TASKS AND EXERCISES =
- a) Answer each question below using the excerpt on appealing unemployment claims. Put each answer on its own line, marked (i), (ii), (iii) to match.
(i) Who attends the unemployment hearing?
(ii) What should be submitted to the state's unemployment office if you decide to appeal?
(iii) What does the unemployment officer typically give you once the hearing is over?
- b) Write what comes next in the excerpt on appealing unemployment claims, continuing from its final sentence.

═════ EXCERPT PROVIDED ═════

As a general rule of thumb, if your employee either lost their job or had their work hours restricted, limited, or reduced for any reason that isn’t their fault, you should accept the claim. For example, if you laid someone off or cut their hours drastically because there was not enough work available for them, you generally shouldn’t appeal the claim unless there are other circumstances that would deem it fair and reasonable.

Step 4: Support Your Viewpoint with Evidence

If you have followed the above guidelines and you feel that the employee doesn’t have a fair right to receive unemployment benefits, you need to prove it with evidence. You must present any data, details, and facts that show the unemployment commission that the claim shouldn’t be accepted.

For this evidence to be sound and admissible, the best options are written documents or consensual recordings from company phones systems, security cameras, etc.

For written proof, things like signed disciplinary slips addressing attendance or policy violations, email correspondence or letters asking for a reduction of hours, and formal attendance records can help greatly.

When it comes to audio or video proof, any recordings of misconduct or knowingly breaking company policy, or recordings of customer complaints about an employee might work. In some cases, security camera footage of an employee engaging in misconduct might also help your case.

Copies of anything you believe will help give a better picture of your side of the occurrence needs to be provided to your case’s assigned unemployment officer. They will need to review this information prior to your unemployment hearing.

NOTE: If you do decide to appeal, your separation report, evidence, and confirmation you will be attending your hearing should be submitted to your state’s unemployment office.

Step 5: The Unemployment Hearing

The unemployment hearing will be a meeting between a representative from your company, the assigned unemployment officer, and former employee who filed the unemployment claim. Many states have a specific format for these meetings and there are rigorous guidelines of who can speak and when.

Your unemployment officer is in charge of the hearing so it’s best that whoever attends on behalf of your organization listens to them carefully and follows all instructions. Remember that there is a specific amount of time allotted for these hearings, so don’t be late and be ready.

You should also prepare for this hearing and show up with your own copies of your evidence. Look over the details of the unemployment claim and the data you have gathered just before the hearing so it is fresh in your mind.

It can be easy to get emotional during these hearings – especially if you believe your former employee to be misrepresenting the truth or being unfair. Remember that your former employee may be emotional as well – this is potential income of theirs on the line. Don’t fall into the trap of making personal attacks, arguing, or being unprofessional. State facts, and be fair, professional, and cordial.

If you’re honest, reasonable, and conduct yourself well, it won’t be lost on most unemployment officers. Remember that whoever is in the hearing is representing your entire company and should conduct themselves accordingly.

Step 6: What Happens After the Hearing?

Once your hearing is over, you’ll typically be given a timeline by your unemployment officer of when you should expect to hear the outcome of the case. Then, you wait until you receive the verdict of your hearing.

If you receive the outcome of the hearing and the unemployment agency has ruled in favor of your former employee who filed the claim, that isn’t the end of it. There will also be instructions on how you can formally appeal the decision.

═════ ENTRIES SHOWN ═════

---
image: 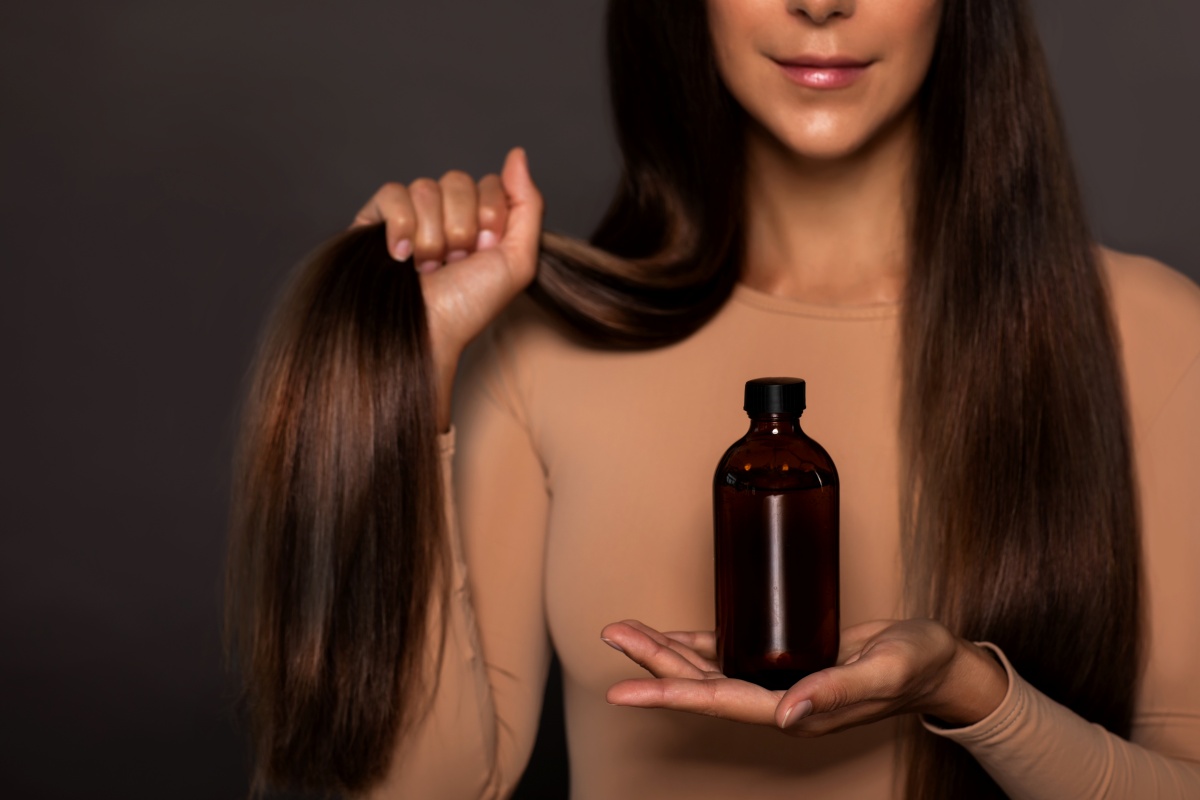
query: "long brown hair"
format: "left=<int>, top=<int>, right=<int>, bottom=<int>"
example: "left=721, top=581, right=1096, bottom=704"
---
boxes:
left=227, top=0, right=1140, bottom=798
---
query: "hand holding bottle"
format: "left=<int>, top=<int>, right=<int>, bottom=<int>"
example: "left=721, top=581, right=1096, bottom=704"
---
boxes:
left=352, top=148, right=542, bottom=431
left=600, top=619, right=1008, bottom=738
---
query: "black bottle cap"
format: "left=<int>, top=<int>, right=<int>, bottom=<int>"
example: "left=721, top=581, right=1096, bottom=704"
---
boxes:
left=742, top=378, right=804, bottom=416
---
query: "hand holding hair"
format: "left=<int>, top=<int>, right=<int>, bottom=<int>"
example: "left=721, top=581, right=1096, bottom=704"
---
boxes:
left=600, top=619, right=1008, bottom=738
left=350, top=148, right=542, bottom=431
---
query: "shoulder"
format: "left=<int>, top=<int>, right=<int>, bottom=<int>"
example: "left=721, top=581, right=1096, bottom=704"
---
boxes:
left=1098, top=247, right=1200, bottom=348
left=1098, top=247, right=1200, bottom=422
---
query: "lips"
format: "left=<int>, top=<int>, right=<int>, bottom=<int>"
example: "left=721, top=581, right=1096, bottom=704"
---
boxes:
left=774, top=55, right=871, bottom=89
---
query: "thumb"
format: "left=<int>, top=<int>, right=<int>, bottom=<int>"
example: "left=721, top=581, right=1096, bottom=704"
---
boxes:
left=499, top=148, right=542, bottom=272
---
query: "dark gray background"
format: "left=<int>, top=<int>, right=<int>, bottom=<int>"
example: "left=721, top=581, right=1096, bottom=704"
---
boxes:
left=0, top=0, right=1200, bottom=800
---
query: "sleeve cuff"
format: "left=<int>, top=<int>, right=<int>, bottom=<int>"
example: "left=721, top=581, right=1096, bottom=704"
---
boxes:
left=920, top=642, right=1028, bottom=745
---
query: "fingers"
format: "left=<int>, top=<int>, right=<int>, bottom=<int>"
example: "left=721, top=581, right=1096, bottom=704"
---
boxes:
left=775, top=657, right=906, bottom=733
left=838, top=620, right=895, bottom=666
left=600, top=620, right=712, bottom=680
left=350, top=184, right=416, bottom=261
left=350, top=148, right=542, bottom=278
left=606, top=678, right=779, bottom=724
left=475, top=174, right=509, bottom=249
left=408, top=178, right=445, bottom=272
left=500, top=148, right=542, bottom=277
left=662, top=631, right=716, bottom=664
left=438, top=169, right=479, bottom=263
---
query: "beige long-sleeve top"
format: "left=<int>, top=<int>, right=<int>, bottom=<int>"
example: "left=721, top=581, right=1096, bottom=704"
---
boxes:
left=372, top=251, right=1200, bottom=800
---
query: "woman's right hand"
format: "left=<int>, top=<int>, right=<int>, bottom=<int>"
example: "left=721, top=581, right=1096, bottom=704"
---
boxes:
left=352, top=148, right=542, bottom=431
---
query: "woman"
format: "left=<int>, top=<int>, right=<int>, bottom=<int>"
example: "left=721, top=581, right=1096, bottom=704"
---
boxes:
left=230, top=0, right=1200, bottom=798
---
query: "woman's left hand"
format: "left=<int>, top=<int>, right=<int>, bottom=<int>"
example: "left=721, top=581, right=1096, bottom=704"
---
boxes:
left=600, top=619, right=1008, bottom=736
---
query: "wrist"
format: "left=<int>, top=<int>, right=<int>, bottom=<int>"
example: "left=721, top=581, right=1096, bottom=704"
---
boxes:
left=923, top=638, right=1008, bottom=728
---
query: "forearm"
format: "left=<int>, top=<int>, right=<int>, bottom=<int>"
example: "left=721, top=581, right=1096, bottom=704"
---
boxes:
left=925, top=650, right=1200, bottom=800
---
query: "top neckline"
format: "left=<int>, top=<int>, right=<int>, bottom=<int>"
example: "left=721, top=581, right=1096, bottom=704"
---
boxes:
left=732, top=281, right=900, bottom=319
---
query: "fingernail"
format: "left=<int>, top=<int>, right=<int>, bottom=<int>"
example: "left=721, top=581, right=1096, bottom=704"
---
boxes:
left=780, top=700, right=812, bottom=728
left=475, top=228, right=499, bottom=249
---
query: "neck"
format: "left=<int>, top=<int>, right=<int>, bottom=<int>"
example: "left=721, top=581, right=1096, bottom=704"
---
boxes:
left=742, top=106, right=916, bottom=306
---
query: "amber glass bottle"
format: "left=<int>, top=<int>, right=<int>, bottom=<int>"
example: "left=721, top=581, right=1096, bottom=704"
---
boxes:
left=713, top=378, right=840, bottom=688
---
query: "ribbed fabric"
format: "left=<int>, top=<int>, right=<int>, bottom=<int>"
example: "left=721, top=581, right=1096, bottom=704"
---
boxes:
left=372, top=251, right=1200, bottom=800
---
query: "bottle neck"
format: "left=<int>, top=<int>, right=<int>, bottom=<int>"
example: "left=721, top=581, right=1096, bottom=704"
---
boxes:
left=746, top=414, right=800, bottom=437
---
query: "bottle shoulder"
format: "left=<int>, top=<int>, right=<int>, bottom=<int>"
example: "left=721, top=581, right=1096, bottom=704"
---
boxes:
left=713, top=433, right=838, bottom=491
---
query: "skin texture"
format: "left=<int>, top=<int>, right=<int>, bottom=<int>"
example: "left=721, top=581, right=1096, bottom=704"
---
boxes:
left=354, top=0, right=1008, bottom=736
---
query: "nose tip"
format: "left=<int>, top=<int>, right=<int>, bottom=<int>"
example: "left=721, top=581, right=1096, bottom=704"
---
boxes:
left=788, top=0, right=854, bottom=25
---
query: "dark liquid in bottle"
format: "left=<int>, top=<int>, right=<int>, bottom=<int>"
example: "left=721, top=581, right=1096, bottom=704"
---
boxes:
left=714, top=462, right=840, bottom=688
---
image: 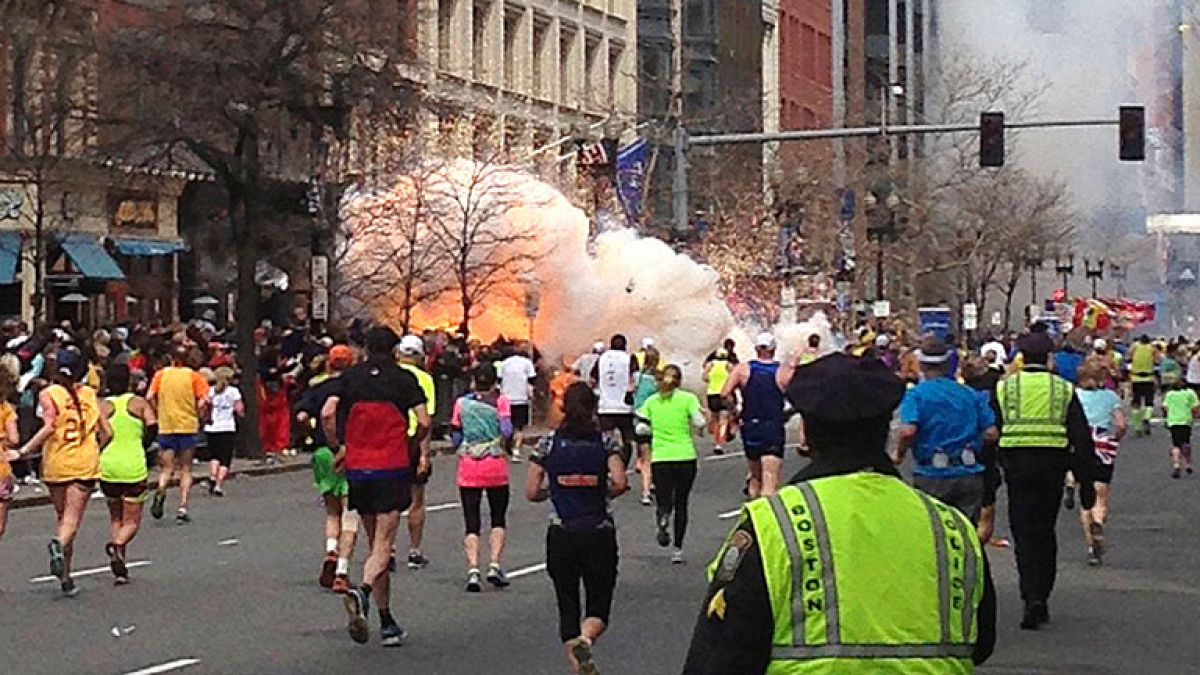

═════

RESULTS FOR EACH TASK =
- a)
(i) A representative from your company, the assigned unemployment officer, and the former employee who filed the unemployment claim.
(ii) Your separation report, your evidence, and confirmation that you will be attending your hearing.
(iii) A timeline of when you should expect to hear the outcome of the case.

- b)
In most cases, if the unemployment office of your state ends up granting your former employee benefits, they’ll let you know the reasons. It’s wise to review these reasons to help you decide if an appeal is worth your time, effort, and resources.

As you can see, the process of denying a claim is not a quick or an easy one, which is why so many organizations now opt to use other solutions. Let’s talk more about how unemployment claims management services can help you and your business.

Unemployment Claims Compliance and Record-Keeping

If it wasn’t challenging enough to have to manage unemployment claims yourself, there are two other layers – compliance and bookkeeping. You’ll see how proper record-keeping and adherence to the rules go hand in hand when it comes to having a sound unemployment claims process that works.

Unemployment Claims Bookkeeping

The proper keeping of records and details about all of your current and past employees is critical to protecting your business. We’re sorry to report that there are unemployment insurance benefits that are paid out in error – these are known as improper benefits.

Can you guess what the #1 cause for improper benefits being paid out is? If you guessed inaccurate information from an employer or claimant, you’re right. When it comes to the claimant submitting inaccurate information (whether maliciously or accidental) you don’t have any control over it. However, you do have control over the information you submit in response to claims filed against you.

When it comes to record-keeping, here’s one simple – but invaluable – piece of advice that can save your company untold sums of money: document everything.

If you have to submit information due to an unemployment claim dispute, having the proper details documented can be the single thing that causes the state unemployment agency to rule in your favor. This is a game changer when it comes to optimal unemployment claims management.

What should you document, specifically? Here are some guidelines:

Your company’s policies. Many companies don’t have all of their policies written out clearly in one document. It is important to put them together in an accessible and easy-to-understand way.

Any changes to your company’s policies. You may be surprised to learn that many companies have a set of written policies that don’t match the way they actually operate. This can cause issues when it comes to unemployment claims. Take the time to update your company policies so they reflect the way you truly operate.

Disciplinary actions taken against employees. It’s important to document any disciplinary action taken against your employees and have them sign it. Often called “write-ups”, these documented cases of an employee breaking company policies can go a long way in an unemployment dispute.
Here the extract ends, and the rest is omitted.